Stored items
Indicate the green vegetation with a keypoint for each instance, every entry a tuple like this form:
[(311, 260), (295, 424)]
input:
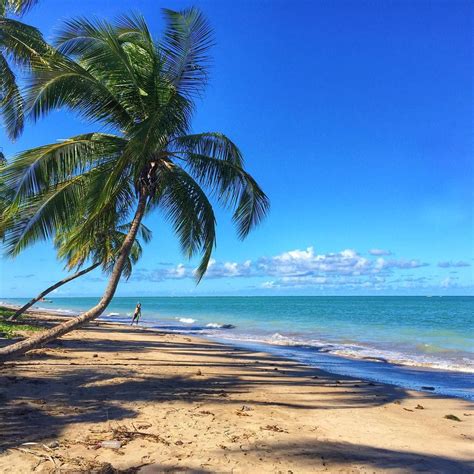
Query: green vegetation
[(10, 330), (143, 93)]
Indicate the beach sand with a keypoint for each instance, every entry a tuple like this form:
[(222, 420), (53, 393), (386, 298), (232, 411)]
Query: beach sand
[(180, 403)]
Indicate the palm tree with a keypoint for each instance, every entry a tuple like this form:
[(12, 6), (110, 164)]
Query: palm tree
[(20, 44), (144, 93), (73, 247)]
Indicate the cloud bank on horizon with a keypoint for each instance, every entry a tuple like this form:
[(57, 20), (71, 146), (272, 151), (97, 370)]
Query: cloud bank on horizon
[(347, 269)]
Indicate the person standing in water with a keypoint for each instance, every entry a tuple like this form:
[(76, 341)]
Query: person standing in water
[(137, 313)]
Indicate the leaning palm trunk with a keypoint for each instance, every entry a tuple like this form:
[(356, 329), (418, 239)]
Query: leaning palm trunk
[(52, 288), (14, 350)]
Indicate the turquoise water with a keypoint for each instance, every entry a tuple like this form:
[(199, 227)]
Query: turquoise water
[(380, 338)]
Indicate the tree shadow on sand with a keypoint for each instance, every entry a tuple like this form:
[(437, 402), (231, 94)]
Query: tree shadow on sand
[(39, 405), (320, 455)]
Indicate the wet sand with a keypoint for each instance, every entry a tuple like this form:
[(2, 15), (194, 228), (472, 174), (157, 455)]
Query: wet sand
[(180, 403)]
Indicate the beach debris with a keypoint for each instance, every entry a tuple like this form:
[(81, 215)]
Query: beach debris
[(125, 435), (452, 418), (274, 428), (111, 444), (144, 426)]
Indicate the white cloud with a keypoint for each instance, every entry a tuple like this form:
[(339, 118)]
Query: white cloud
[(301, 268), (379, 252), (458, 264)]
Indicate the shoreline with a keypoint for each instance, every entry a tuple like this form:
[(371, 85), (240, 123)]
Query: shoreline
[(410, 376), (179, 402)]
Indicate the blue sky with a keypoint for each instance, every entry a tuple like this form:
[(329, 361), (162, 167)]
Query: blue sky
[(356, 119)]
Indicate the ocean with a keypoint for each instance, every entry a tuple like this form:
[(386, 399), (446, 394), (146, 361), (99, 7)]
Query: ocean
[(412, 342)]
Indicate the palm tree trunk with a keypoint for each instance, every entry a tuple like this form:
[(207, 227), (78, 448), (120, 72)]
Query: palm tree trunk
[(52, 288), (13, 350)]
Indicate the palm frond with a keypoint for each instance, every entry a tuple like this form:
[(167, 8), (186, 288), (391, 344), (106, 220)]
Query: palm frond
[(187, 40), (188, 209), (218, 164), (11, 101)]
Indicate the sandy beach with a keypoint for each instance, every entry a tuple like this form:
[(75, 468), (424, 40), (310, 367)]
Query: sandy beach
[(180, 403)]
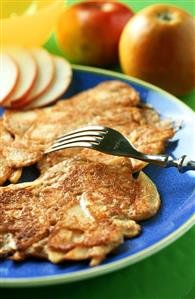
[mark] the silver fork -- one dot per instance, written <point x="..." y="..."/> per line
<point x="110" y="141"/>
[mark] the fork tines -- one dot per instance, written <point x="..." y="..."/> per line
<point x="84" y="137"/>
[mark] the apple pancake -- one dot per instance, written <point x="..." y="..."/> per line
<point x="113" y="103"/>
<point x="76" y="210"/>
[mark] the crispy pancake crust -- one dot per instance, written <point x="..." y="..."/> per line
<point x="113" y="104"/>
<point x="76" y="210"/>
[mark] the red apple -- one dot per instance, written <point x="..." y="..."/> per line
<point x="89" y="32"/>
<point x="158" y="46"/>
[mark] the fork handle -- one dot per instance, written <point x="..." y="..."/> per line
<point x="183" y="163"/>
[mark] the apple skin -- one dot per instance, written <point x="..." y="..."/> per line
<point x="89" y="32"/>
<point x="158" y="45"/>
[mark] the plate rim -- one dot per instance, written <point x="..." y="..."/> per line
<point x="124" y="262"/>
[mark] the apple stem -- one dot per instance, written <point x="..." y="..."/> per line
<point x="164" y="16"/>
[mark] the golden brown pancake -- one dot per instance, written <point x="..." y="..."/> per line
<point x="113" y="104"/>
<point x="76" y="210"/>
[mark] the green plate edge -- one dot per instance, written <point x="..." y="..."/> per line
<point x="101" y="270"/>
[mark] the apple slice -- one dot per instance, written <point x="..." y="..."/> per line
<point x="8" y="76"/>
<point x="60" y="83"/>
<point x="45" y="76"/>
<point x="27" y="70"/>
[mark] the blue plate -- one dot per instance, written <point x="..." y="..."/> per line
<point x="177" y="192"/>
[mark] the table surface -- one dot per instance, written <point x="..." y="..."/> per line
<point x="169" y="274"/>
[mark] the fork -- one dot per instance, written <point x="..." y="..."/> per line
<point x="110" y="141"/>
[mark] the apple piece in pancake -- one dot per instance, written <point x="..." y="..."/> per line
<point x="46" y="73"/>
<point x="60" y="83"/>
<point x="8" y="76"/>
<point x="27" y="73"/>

Task goal>
Both the first line of the records above and the line containing "[(81, 215)]" belong in the copy; please return them and every line between, exactly, minus the pictures.

Answer space>
Indicate the green vegetation with a keypoint for each instance, every entry a tuple like this form:
[(311, 260), (295, 424)]
input:
Query: green vegetation
[(10, 330), (143, 93)]
Indicate the beach sand with a keypoint for each instance, every entry a tuple like this form:
[(222, 420), (53, 393), (386, 298), (232, 411)]
Query: beach sand
[(180, 403)]
Indicate the palm tree with a keypoint for each instance, every entry a tuple like this form:
[(12, 6), (110, 164)]
Query: palm tree
[(20, 44), (144, 93), (73, 247)]
Indicate the cloud bank on horizon with a keypoint for each instance, every entry a tuple like this form:
[(57, 20), (71, 146), (272, 151), (97, 370)]
Query: cloud bank on horizon
[(347, 269)]
Indicate the person standing in water with a keypoint for each instance, every entry a tuple like this form:
[(76, 341)]
Query: person standing in water
[(137, 313)]
Indicate the leaning palm trunk with a keypoint for each instance, every entry a tuple like this form:
[(356, 329), (418, 239)]
Query: leaning palm trunk
[(52, 288), (14, 350)]
Indicate the turquoise water with a keypoint for each instance, every entry a tuple like this form:
[(199, 227)]
Query: turquoise water
[(380, 338)]
Indicate the tree shadow on sand with a keypoint for each instance, every entry a tuple like this form:
[(437, 402), (231, 94)]
Query: tree shadow on sand
[(39, 405), (320, 455)]
Indicate the wet sand with a keypoint for each instance, every entry a tuple like this form:
[(2, 15), (194, 228), (472, 174), (157, 455)]
Query: wet sand
[(180, 403)]
Indicate the beach debris with a keypoint for each instance, every entry a tuple like this form:
[(81, 215)]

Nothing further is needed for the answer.